Input for this task ->
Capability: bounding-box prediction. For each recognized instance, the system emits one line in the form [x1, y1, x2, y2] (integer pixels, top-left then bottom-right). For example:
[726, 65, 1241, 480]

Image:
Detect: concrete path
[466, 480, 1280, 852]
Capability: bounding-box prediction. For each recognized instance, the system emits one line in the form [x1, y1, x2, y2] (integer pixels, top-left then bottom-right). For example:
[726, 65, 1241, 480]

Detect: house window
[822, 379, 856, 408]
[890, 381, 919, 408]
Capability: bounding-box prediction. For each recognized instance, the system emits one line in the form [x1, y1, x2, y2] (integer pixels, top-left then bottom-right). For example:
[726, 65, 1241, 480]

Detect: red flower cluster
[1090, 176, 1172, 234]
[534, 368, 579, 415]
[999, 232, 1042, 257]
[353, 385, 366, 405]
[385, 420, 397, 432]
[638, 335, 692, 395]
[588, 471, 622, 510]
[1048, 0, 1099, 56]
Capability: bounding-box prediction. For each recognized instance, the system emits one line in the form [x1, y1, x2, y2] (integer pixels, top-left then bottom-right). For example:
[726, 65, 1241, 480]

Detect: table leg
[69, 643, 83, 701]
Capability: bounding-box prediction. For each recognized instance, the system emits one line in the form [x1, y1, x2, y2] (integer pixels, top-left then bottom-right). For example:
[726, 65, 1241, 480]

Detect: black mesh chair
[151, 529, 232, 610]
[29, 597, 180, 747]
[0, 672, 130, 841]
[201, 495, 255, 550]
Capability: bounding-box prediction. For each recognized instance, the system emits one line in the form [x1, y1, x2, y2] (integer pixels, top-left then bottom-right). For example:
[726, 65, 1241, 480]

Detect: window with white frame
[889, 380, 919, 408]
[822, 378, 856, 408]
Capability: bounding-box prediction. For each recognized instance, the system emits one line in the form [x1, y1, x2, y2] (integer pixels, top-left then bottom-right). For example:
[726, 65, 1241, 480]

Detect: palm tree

Instructions to follow -> Every entry should be duplicated exactly as written.

Reply to the exercise ->
Capability: bounding-box prediction. For each recognized instance, the system emits one line in the form [x1, y1, x2, y2] (integer pixels, top-left then bottom-right). For example:
[726, 65, 1241, 480]

Image:
Detect: concrete path
[466, 480, 1280, 852]
Capability: bounding-box prediction. For each recognized instance, the system emits one line in the form [x1, y1, x2, y2] (integer pixels, top-left then bottom-right). For example:
[726, 65, 1241, 480]

Detect: house window
[822, 379, 856, 408]
[890, 381, 919, 408]
Capability: bounding-box prediction. For each recognized instance, the system emits one line in the form [x1, y1, x2, y2] (integer pixels, top-left then bottom-right). For example:
[726, 65, 1241, 480]

Detect: red flower cluster
[1090, 176, 1172, 234]
[534, 368, 579, 415]
[999, 232, 1042, 257]
[353, 385, 366, 405]
[385, 420, 397, 432]
[638, 335, 692, 395]
[588, 471, 622, 510]
[1048, 0, 1099, 56]
Capability: bounding-box prediction. For each recognized instance, the system emits one line in the form [x1, y1, x2, y2] (integer pixels, top-left then bottom-right). For example:
[726, 65, 1241, 480]

Detect: table leg
[69, 643, 83, 701]
Capability: bounding-box prediction. For each recognized instance, the system emits one line in the form [x1, y1, x2, y2] (integer pixels, top-left then bottom-right). For example:
[726, 65, 1241, 480]

Detect: black mesh chair
[151, 529, 232, 610]
[29, 597, 180, 747]
[0, 672, 130, 841]
[201, 495, 255, 550]
Capability: bounding-box prediction. For each recognized instance, the system emits one line in the form [x1, y1, x2, y2] (integer pixels, top-left then bottom-right). For example:
[726, 65, 1241, 480]

Detect: window with white frame
[889, 380, 919, 408]
[822, 378, 856, 408]
Capability: bounding-box prediction. For each recognized instance, the system emits one line in the form [x1, y1, x2, y2] (integer pixels, top-left then bottom-right). For example:
[726, 65, 1241, 480]

Detect: palm tree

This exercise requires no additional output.